**Study questions**
**A)** Translate this sentence from the abstract on percutaneous coronary revascularization into Spanish: "Medical consumers are increasingly requesting methods to discriminate among the results of different providers."
**B)** Decide whether each statement below agrees with the abstract on percutaneous coronary revascularization. Answer yes or no for each, and quote the words of the abstract that settle it.
(i) The database covered patients treated since January 1, 1990.
(ii) Major complications occurred in more than 5% of patients.
(iii) Standards for scorecarding in this setting are well developed.
**C)** Pick up the abstract on percutaneous coronary revascularization after its final sentence, and write a short Conclusions section of two or three sentences in the same style.

**Page text**
•••••

Background
Medical consumers are increasingly requesting methods to discriminate among the results of different providers. Standards for appropriate modeling, risk adjustment, and evaluation (“scorecarding”) in this setting are not well developed, although such evaluation is being performed by the medical insurance industry and by several states in the United States. Our objectives were to develop and examine clinically meaningful methodology for assessing the operator-specific results for percutaneous coronary revascularization.
Methods and Results
From a multicenter database of patients treated since January 1, 1990, we used training and validation samples (n=4860) to develop several models for risk adjustment and applied them to 38 providers performing 25 to 523 procedures in the database. Models were developed using multivariable logistic regression techniques for combinations of the end points of death, myocardial infarction, bypass surgery, and procedural success. Models were evaluated for predictive accuracy by using receiver operating characteristic (ROC) analysis, for the capacity to discriminate between superior and inferior provider outcomes, and for subjectivity and concordance. Major complications occurred in 3.6% of patients. The area under the ROC curve (with perfect discriminatory accuracy, area=1.0; with no apparent accuracy, area=0.5) in the validation sample, and frequency of identification of operators with outcomes outside the 95% CI for the outcome in question for the models were for death, 0.85 and 7.9%; for death, Q-wave infarction, and bypass surgery, 0.77 and 13.2%; for death, all infarction, and bypass surgery, 0.66 and 10.5%; and for procedural success, 0.76 and 23.7%. For the models as a group, identification of outliers was inversely related to provider volume (
P
=.05). Models evaluating non–Q-wave infarction or requiring measurement of percent diameter stenosis were identified as being most susceptible to provider manipulation.

•••••

**Data section**

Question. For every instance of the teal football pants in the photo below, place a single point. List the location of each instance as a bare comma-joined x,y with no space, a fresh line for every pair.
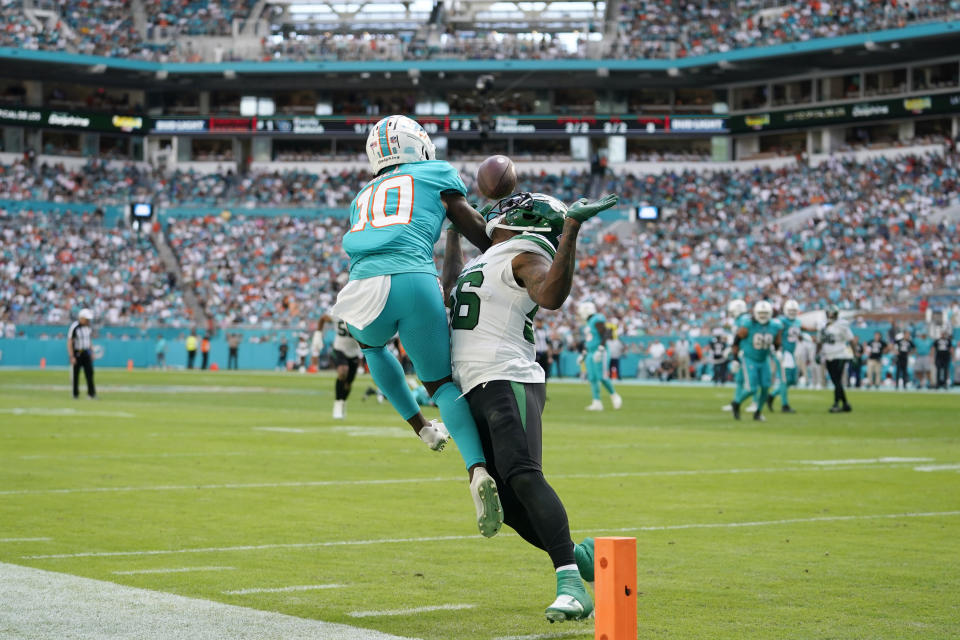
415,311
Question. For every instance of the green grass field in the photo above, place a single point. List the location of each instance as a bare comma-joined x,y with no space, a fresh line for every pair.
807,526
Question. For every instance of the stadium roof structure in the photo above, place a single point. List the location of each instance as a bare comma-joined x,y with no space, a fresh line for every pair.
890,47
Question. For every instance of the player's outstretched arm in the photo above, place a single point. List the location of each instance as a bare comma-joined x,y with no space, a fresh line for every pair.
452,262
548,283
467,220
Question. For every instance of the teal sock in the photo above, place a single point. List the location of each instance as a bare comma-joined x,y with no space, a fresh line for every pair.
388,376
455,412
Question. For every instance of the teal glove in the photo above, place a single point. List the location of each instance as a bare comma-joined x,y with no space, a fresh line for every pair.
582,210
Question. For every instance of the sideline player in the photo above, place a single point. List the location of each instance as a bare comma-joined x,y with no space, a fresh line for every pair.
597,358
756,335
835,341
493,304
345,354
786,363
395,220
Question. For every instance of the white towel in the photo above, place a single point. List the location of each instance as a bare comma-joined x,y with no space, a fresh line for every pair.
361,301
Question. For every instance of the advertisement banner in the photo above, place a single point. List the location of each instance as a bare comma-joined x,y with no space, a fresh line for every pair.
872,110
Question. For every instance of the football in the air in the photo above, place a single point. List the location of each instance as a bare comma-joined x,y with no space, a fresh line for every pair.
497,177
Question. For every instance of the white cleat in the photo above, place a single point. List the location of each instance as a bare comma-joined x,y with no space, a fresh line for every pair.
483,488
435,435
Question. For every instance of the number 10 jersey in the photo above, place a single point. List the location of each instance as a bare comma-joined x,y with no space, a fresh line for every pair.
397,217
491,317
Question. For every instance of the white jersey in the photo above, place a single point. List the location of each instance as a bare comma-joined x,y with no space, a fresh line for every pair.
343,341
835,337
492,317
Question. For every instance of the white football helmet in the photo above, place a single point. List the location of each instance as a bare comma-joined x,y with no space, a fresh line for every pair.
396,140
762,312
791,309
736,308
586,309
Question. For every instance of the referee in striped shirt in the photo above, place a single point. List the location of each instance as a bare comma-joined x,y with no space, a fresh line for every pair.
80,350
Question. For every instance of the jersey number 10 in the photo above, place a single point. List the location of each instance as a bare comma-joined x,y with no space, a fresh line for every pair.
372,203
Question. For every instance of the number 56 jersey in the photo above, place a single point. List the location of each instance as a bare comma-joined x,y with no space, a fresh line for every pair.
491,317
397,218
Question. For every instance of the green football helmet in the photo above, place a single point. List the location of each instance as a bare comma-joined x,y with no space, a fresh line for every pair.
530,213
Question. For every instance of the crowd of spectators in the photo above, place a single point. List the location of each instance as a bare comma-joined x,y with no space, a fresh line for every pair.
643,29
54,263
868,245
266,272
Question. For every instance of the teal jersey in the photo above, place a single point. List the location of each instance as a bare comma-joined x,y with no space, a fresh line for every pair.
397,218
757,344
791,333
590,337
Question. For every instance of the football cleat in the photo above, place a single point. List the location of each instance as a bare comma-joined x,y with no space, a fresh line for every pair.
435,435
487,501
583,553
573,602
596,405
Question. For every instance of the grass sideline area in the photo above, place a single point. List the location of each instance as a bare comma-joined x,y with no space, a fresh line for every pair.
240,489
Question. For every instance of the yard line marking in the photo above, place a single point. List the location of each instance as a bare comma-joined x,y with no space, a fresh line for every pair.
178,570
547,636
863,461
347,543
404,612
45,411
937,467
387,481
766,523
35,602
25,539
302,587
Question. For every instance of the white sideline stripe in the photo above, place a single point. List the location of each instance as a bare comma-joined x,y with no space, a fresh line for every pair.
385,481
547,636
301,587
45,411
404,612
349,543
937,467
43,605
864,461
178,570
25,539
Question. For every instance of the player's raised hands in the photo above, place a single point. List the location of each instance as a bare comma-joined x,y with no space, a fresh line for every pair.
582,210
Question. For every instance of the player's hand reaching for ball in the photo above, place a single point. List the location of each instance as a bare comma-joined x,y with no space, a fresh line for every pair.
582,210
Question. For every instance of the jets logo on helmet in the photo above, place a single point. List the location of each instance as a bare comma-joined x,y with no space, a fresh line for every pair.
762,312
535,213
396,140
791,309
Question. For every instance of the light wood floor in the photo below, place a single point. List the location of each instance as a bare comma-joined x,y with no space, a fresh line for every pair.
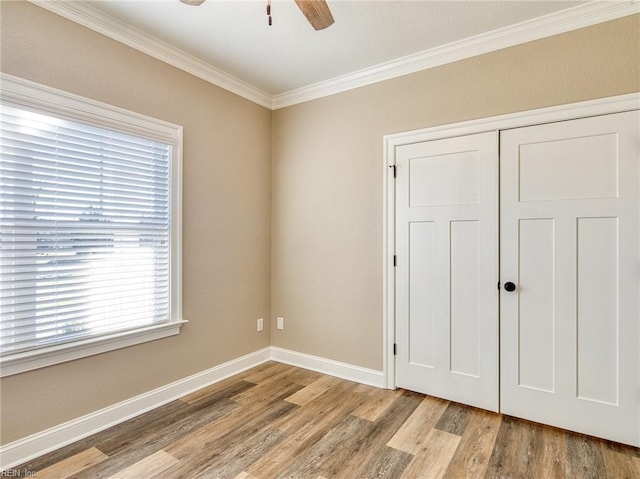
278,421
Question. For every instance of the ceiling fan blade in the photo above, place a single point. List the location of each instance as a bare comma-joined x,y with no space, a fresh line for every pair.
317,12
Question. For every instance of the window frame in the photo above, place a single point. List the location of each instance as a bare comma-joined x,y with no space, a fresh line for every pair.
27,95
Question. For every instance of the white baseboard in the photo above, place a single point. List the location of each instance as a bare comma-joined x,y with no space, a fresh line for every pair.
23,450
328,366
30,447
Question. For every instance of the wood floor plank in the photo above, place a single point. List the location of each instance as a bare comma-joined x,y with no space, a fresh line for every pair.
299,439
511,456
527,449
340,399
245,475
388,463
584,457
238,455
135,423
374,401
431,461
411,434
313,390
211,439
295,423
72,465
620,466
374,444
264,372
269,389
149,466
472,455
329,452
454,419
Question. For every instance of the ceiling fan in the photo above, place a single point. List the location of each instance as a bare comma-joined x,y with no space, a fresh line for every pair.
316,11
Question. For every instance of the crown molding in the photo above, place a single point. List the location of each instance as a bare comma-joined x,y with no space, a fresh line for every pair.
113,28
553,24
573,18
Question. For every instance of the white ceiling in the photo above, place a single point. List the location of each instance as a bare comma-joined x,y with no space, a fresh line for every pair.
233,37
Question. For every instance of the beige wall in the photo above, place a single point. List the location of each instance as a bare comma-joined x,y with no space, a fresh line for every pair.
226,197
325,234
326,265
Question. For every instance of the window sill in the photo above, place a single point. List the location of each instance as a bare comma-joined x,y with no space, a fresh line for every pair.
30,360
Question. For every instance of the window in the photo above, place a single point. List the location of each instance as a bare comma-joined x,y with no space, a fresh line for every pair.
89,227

•••••

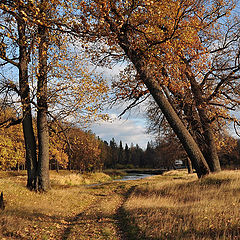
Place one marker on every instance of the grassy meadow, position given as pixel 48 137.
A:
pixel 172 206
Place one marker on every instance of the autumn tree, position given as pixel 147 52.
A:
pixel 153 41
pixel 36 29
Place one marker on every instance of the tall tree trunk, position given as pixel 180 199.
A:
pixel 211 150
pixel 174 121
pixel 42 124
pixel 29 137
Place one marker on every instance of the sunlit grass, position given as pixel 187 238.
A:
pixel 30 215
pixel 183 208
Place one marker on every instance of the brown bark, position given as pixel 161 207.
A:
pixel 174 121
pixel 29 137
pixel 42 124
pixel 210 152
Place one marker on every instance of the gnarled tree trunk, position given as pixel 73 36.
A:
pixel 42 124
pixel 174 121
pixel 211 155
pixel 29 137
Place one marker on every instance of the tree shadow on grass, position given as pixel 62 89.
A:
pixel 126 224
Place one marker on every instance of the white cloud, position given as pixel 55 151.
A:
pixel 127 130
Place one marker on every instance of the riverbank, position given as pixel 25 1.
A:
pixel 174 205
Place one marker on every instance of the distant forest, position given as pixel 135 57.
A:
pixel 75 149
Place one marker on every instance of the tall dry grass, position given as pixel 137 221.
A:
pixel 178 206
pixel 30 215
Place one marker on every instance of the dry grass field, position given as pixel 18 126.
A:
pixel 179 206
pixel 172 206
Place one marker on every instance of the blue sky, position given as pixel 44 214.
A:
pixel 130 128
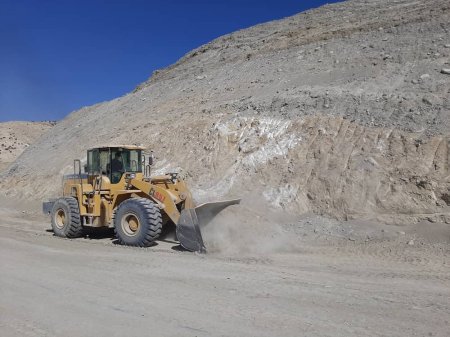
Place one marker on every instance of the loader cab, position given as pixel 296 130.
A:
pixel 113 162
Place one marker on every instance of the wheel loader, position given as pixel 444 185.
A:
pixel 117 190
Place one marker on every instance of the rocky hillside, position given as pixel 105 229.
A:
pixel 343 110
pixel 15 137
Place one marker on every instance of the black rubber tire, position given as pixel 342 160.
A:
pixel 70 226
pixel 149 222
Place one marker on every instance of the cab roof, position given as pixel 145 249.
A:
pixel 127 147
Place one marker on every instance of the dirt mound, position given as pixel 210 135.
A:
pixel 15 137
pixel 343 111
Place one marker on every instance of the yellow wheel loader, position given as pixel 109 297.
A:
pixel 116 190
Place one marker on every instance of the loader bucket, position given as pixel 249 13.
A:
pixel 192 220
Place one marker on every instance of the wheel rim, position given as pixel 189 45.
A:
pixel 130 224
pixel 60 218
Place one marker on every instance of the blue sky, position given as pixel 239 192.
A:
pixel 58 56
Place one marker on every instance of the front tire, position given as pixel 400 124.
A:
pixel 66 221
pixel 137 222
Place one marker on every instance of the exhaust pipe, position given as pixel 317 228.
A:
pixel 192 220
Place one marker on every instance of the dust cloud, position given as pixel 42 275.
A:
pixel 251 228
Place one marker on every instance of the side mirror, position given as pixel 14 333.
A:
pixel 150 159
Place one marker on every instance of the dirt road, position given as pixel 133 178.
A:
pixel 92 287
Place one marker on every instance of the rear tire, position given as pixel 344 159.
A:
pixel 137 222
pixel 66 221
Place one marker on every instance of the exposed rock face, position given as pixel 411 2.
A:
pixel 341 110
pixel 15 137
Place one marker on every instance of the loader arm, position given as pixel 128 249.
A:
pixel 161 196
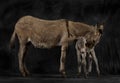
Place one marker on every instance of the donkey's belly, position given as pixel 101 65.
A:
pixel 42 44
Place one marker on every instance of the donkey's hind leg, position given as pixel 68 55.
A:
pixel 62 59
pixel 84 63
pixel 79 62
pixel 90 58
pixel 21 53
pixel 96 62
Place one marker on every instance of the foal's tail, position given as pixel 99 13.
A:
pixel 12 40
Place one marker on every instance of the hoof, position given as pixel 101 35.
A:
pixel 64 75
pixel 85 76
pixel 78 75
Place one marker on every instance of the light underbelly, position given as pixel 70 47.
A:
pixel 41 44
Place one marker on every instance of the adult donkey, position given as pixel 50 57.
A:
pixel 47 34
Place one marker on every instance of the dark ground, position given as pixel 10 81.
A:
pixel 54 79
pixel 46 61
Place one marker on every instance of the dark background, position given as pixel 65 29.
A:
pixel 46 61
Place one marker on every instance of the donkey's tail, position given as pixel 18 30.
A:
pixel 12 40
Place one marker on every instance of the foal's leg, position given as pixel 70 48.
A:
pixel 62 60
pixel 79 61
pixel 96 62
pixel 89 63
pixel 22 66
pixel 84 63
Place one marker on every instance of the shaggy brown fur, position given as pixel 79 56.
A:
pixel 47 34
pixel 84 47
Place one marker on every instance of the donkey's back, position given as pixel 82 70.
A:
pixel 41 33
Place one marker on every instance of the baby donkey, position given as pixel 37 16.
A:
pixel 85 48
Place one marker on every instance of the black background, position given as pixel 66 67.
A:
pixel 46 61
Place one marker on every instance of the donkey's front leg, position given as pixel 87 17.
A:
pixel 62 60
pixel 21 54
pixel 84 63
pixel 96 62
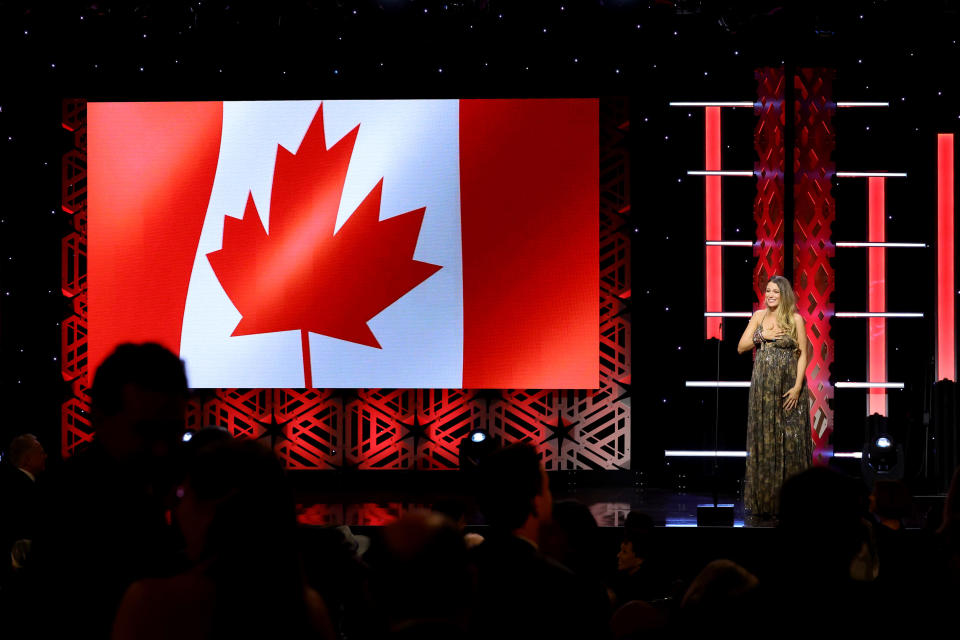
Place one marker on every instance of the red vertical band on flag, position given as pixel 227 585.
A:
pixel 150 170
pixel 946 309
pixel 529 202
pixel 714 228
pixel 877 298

•••••

**Task-by-task results**
**A)** Los consumidores de servicios médicos solicitan cada vez más métodos para distinguir entre los resultados de distintos proveedores.

**B)**
(i) Yes: "From a multicenter database of patients treated since January 1, 1990"
(ii) No: "Major complications occurred in 3.6% of patients."
(iii) No: "Standards for appropriate modeling, risk adjustment, and evaluation (“scorecarding”) in this setting are not well developed"

**C)**
Conclusions
For percutaneous coronary revascularization, modeling to discriminate between provider outcomes is limited by the low incidence of major adverse events, subjectivity or susceptibility to manipulation of more frequently occurring adverse events, the generally modest predictive capacity of the models, and the low volume of individual provider treatments. Modeling will be most useful in the identification of providers with extremely poor outcomes and for discrimination between providers with very large procedural volume. Until improved understanding of the biological and mechanical correlates of major complications allows the development of more predictive models, interpretation of the results of scorecarding, particularly for low-volume providers, should be made with caution.